What to produce >> Please write out the rows below exactly, from the very first line through the line containing "[[0, 1, 400, 206]]", both ends included.

------ Task input ------

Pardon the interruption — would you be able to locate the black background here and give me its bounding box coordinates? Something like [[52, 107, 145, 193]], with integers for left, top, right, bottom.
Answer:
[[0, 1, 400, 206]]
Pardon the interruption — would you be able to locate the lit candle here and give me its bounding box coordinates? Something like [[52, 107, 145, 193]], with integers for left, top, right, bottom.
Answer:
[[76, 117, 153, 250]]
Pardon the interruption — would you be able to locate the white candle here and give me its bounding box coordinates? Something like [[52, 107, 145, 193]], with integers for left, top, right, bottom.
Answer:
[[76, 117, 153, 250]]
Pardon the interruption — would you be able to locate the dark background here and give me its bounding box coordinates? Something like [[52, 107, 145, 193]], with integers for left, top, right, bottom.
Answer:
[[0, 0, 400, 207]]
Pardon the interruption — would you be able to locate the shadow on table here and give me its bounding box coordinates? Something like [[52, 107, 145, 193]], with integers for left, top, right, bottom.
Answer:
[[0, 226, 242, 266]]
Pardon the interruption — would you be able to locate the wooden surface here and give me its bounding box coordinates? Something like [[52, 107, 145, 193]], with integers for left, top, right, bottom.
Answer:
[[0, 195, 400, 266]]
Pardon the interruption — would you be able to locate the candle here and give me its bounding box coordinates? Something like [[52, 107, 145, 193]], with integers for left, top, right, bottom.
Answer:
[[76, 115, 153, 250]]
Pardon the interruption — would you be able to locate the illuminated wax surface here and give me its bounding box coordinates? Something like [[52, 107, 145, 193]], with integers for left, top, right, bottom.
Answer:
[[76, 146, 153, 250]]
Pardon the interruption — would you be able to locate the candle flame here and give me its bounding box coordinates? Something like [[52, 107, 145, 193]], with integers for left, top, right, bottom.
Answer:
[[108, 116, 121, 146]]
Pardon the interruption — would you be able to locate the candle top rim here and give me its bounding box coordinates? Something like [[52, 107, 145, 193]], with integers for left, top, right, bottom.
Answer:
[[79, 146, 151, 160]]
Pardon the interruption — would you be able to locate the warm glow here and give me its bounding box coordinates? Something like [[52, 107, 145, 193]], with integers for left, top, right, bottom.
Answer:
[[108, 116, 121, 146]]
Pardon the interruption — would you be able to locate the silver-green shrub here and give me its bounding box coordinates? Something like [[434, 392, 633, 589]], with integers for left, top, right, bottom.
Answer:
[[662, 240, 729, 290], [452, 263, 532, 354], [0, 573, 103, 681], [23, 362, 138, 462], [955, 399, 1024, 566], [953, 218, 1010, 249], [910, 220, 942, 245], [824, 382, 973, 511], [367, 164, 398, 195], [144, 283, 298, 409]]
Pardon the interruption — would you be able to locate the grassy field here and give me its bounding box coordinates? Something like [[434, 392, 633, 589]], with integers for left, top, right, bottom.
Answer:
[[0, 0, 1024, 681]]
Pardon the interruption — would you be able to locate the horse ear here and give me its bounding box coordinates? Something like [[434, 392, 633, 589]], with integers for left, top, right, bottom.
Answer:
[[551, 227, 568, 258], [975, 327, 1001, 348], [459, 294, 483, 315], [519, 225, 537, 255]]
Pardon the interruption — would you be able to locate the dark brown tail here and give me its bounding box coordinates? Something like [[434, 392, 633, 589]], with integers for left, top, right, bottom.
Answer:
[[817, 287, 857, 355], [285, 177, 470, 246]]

------

Reply >>
Pardon the interruption — would you be able to locate the black background here and give me its bounding box coordinates? Something like [[52, 107, 145, 193]], with integers for left, top, right, bottom.
Answer:
[[0, 1, 400, 206]]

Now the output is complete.